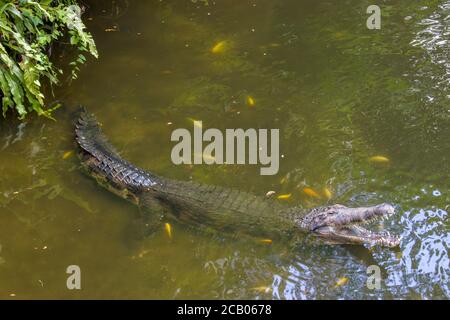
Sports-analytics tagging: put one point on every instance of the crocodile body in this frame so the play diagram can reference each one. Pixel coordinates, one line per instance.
(225, 210)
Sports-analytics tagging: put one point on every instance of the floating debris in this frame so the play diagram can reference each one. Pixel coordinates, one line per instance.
(284, 196)
(250, 101)
(168, 229)
(219, 47)
(341, 282)
(310, 192)
(327, 193)
(379, 159)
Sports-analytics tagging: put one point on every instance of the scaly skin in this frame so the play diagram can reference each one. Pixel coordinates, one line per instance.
(224, 210)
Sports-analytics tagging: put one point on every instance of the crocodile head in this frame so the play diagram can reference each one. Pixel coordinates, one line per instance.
(340, 224)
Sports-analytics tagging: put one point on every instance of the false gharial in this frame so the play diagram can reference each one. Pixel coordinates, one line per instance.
(223, 210)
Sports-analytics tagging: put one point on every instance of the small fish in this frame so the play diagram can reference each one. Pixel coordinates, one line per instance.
(262, 289)
(284, 196)
(310, 192)
(67, 155)
(218, 47)
(250, 101)
(328, 194)
(270, 193)
(197, 123)
(341, 282)
(168, 229)
(379, 159)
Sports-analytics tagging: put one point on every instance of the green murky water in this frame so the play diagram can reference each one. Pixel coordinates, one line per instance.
(338, 92)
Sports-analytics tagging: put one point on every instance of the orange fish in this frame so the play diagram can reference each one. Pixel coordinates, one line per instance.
(168, 229)
(310, 192)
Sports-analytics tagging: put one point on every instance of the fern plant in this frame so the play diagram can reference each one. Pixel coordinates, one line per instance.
(27, 29)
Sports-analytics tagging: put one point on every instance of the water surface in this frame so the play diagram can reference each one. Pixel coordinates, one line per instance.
(338, 92)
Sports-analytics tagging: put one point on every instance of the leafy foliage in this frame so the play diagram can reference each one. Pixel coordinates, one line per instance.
(27, 29)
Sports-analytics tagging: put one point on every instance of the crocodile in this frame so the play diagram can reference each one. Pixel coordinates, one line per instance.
(224, 210)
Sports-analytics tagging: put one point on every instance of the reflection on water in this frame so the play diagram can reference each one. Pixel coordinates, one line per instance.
(339, 94)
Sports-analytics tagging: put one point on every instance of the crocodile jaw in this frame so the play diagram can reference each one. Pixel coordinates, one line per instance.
(340, 224)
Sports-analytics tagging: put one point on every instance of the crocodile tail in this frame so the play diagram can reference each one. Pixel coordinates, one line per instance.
(103, 161)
::::
**AIM**
Copy every line of the data above word for word, including each coordinate pair. Leave out the picture.

**OUTPUT OF THE TASK**
Sports-analytics tagging: put one point on every instance of the crocodile body in this frame so the play diagram can reference each one. Pixel coordinates, one line per instance.
(225, 210)
Sports-analytics tagging: put one point on every instance of the floating debris in this frame so the play diagram can reference each one. Pixel coordinates, one line per instance.
(284, 196)
(250, 101)
(168, 229)
(219, 47)
(341, 282)
(310, 192)
(327, 193)
(379, 159)
Sports-analytics tagging: put one point on every instance of the scaly skin in this frame so the play diagram can reference each one. Pixel coordinates, one line per instance.
(224, 210)
Sports-analytics tagging: put one point on every instance of the crocodile head in this frame so the play diagram can reference each one. Pixel coordinates, one line per instance.
(340, 224)
Sports-analytics tagging: put one point on every instance of the false gharial in this frame so the play diagram can reference each one. Pixel coordinates, one line per instance.
(223, 210)
Sports-analytics tagging: put one point on every instance of the small fish in this frame so the play diagram can reference each one. Pixel coordinates, one line per instance.
(262, 289)
(284, 196)
(310, 192)
(67, 155)
(218, 47)
(250, 101)
(328, 194)
(270, 193)
(197, 123)
(341, 282)
(168, 229)
(379, 159)
Sports-analytics tagging: put one point on every instance of the green murky water in this frame so the play diagram can reference each one. Pixel coordinates, one line per instance.
(338, 92)
Sports-analytics tagging: put one point on every instance of the orange fish in this frame so the play diagram can reference each one. Pixel coordinates, one line per instance.
(168, 229)
(310, 192)
Sports-analytics tagging: put one point on every instance of the fern plant in this frame so the play diagram can reference each one. Pixel coordinates, one line per instance.
(27, 29)
Sports-analytics tagging: put one point on every instance of the water surface in this frame so the play diagram can reference each one. Pixel coordinates, one line per instance.
(338, 92)
Sports-analytics tagging: put one point on every instance of the leafy foliage in this frame so the play diagram can reference each one. Pixel coordinates, one line per instance.
(27, 29)
Sports-analytics tagging: put one point on every instance of the crocodile in this frame so the play diagram can reference each one. Pixel coordinates, one line per instance.
(224, 210)
Sports-analytics tagging: put one point on every instance of the reflection on water in this frame so the play diagram can reference each one. Pixel coordinates, one line per instance.
(339, 94)
Sports-analytics tagging: put one point on every instance of the crocodile jaw in this frame so the play diagram can reference each one. Pixel coordinates, one line per instance.
(340, 224)
Sports-analytics tagging: put one point on every instance of the crocodile tail in this frame so the play diagram can reference each one. Pixel coordinates, one line per instance.
(103, 161)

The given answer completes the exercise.